→ Задача: Выпишите из приведённого ниже текста о реставрации Александровского дворца отрывок, который начинается словами «Продолжается реставрация Александровского» и продолжается до слов «невероятно тяжелый объект.» включительно.

→ Фрагмент текста:
Продолжается реставрация Александровского дворца. По своей значимости он сравним с Екатерининским, однако находился в довольно печальном состоянии. Поэтому мы его закрыли и делаем реконструкцию.
Мы были уверены, что дворец прочный и придется заниматься только интерьерами. На самом деле оказалось, что все не так просто. Там есть и трещины в стенах, и участки ослабленного фундамента. Пришлось с этим повозиться. Мы на 1,2 м углубили подвалы. Вся приемная зона для посетителей будет располагаться в подвальном помещении.
Когда реставрируешь огромный дворец площадью около 12 тыс. м2, хочется сделать его удобным для посетителей. Чтобы в нем были все современные технические средства — от кассовых терминалов до охранных систем. Это должно отвечать уровню европейских музеев. Уверяю, так и будет. Но это невероятно тяжелый объект.
— Проблема пропускной способности дворца существует. Рискну сказать, что мы единственный музей в России, где эта проблема стоит так остро. Конечно, в Эрмитаже посещаемость выше. Но там и площадей в 10 раз больше. И Петергоф принимает больше посетителей. Но они в основном едут в парк, к фонтанам.

[Записи из источника данных]
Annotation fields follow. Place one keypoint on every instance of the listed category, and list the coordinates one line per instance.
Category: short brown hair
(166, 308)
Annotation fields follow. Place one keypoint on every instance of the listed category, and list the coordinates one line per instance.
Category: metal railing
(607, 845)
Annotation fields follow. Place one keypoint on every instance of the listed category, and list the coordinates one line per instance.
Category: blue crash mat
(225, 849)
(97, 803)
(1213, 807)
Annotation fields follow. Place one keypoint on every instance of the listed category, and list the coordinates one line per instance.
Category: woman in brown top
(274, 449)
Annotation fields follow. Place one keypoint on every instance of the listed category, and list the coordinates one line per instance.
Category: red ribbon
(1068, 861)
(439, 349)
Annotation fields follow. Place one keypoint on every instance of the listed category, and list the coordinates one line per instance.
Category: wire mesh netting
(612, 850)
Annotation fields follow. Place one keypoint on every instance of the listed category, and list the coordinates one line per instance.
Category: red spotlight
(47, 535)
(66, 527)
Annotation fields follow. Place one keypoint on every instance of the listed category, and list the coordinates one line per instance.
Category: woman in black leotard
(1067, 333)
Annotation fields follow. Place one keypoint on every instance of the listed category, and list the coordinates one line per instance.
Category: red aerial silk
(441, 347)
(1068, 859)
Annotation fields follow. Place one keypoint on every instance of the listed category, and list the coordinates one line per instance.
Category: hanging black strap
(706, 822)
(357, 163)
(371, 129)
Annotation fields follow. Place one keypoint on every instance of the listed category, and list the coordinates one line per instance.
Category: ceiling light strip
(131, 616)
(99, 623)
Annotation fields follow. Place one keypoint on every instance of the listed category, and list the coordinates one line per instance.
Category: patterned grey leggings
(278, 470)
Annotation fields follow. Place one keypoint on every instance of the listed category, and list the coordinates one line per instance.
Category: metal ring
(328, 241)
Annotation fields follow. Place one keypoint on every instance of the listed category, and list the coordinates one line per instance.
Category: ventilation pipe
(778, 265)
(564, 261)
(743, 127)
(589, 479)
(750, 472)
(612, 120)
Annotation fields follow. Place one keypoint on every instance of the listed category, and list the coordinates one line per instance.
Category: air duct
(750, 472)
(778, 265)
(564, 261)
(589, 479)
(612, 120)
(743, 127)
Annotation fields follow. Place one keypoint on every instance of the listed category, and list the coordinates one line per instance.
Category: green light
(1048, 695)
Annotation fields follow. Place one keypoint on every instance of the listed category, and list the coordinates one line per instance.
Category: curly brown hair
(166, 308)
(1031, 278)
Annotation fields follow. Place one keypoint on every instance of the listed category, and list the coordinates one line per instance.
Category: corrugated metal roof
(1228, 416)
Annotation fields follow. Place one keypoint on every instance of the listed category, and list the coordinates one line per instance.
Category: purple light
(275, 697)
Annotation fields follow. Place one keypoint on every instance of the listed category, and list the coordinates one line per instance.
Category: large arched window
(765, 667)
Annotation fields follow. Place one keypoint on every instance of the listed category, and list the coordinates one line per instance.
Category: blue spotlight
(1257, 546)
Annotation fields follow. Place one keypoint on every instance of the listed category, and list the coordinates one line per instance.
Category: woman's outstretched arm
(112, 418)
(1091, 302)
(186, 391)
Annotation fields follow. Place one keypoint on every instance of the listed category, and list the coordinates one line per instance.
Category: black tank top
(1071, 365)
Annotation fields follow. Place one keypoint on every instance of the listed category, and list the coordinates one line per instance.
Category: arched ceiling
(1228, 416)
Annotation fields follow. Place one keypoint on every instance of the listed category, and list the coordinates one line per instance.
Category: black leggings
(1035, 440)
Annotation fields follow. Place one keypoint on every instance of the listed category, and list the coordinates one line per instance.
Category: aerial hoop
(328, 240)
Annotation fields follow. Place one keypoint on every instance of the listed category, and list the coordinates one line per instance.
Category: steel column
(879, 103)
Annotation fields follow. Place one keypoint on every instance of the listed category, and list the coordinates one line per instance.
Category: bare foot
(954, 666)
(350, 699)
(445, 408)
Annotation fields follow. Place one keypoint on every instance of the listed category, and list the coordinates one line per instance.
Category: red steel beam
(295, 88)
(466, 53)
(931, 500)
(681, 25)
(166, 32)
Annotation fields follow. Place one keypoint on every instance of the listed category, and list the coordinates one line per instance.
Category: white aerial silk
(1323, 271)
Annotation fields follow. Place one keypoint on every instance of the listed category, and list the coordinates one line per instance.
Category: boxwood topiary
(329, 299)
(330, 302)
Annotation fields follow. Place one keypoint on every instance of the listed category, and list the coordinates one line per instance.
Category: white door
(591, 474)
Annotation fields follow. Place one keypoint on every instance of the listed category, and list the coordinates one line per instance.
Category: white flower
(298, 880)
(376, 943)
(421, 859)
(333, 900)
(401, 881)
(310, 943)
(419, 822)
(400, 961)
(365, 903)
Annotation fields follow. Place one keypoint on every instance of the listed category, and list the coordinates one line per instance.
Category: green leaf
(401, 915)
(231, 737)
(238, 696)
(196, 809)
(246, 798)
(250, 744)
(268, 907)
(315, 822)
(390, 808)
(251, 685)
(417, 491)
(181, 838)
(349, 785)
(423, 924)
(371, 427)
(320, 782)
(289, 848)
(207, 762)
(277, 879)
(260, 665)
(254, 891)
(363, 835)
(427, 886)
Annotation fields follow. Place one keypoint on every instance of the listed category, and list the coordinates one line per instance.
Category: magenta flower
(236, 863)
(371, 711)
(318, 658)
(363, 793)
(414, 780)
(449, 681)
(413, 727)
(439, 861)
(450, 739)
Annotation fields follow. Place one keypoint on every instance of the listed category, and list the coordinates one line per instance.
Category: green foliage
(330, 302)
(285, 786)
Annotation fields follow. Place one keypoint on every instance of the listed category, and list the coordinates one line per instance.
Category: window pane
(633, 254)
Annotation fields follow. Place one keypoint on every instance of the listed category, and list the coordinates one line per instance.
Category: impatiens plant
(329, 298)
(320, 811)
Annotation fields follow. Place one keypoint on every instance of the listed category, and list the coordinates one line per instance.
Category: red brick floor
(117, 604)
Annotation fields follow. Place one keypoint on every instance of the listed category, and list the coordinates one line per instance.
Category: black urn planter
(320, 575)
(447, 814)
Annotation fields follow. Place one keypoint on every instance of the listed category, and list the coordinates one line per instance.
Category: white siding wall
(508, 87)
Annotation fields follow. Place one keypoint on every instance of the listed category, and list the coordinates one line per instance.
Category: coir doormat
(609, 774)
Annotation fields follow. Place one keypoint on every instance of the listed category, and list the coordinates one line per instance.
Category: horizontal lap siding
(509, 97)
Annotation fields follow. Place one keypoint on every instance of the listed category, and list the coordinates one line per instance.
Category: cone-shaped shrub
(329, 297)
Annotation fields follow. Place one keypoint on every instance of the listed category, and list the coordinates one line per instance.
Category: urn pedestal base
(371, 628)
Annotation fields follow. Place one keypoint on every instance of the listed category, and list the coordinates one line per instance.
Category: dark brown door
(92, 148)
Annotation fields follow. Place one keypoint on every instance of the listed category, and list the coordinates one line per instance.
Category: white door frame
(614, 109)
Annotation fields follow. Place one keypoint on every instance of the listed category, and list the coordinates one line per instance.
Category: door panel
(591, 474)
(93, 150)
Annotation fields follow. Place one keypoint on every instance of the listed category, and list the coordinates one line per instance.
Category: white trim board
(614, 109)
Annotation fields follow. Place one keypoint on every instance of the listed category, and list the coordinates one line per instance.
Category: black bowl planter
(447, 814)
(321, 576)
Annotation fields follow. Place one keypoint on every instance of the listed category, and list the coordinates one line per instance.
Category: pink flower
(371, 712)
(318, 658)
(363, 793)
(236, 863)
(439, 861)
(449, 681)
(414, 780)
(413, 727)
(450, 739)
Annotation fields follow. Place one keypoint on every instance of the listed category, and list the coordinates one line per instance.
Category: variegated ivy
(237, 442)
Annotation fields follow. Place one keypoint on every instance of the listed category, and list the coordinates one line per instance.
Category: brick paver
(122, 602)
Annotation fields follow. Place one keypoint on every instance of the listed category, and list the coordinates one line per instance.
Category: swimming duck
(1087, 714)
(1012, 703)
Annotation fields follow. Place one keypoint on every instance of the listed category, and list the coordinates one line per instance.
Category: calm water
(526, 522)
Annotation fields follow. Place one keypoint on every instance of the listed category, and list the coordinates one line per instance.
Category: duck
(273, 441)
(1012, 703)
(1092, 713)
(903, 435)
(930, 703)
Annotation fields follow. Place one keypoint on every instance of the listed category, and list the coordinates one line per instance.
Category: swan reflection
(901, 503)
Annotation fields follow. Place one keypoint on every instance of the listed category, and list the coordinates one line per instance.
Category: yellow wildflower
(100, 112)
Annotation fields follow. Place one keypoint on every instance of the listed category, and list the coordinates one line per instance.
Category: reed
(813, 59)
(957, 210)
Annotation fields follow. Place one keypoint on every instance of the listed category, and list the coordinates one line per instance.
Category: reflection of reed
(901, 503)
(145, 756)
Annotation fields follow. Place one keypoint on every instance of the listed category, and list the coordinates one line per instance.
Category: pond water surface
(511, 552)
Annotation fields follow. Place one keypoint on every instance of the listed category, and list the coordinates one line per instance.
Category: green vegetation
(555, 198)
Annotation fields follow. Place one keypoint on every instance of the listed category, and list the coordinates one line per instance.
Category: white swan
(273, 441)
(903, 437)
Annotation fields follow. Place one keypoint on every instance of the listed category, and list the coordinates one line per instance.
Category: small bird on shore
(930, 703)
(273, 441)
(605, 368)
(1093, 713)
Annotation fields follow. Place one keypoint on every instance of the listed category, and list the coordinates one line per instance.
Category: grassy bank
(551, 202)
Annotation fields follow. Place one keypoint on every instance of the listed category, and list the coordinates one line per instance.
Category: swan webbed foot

→ Результат упражнения:
Продолжается реставрация Александровского дворца. По своей значимости он сравним с Екатерининским, однако находился в довольно печальном состоянии. Поэтому мы его закрыли и делаем реконструкцию.
Мы были уверены, что дворец прочный и придется заниматься только интерьерами. На самом деле оказалось, что все не так просто. Там есть и трещины в стенах, и участки ослабленного фундамента. Пришлось с этим повозиться. Мы на 1,2 м углубили подвалы. Вся приемная зона для посетителей будет располагаться в подвальном помещении.
Когда реставрируешь огромный дворец площадью около 12 тыс. м2, хочется сделать его удобным для посетителей. Чтобы в нем были все современные технические средства — от кассовых терминалов до охранных систем. Это должно отвечать уровню европейских музеев. Уверяю, так и будет. Но это невероятно тяжелый объект.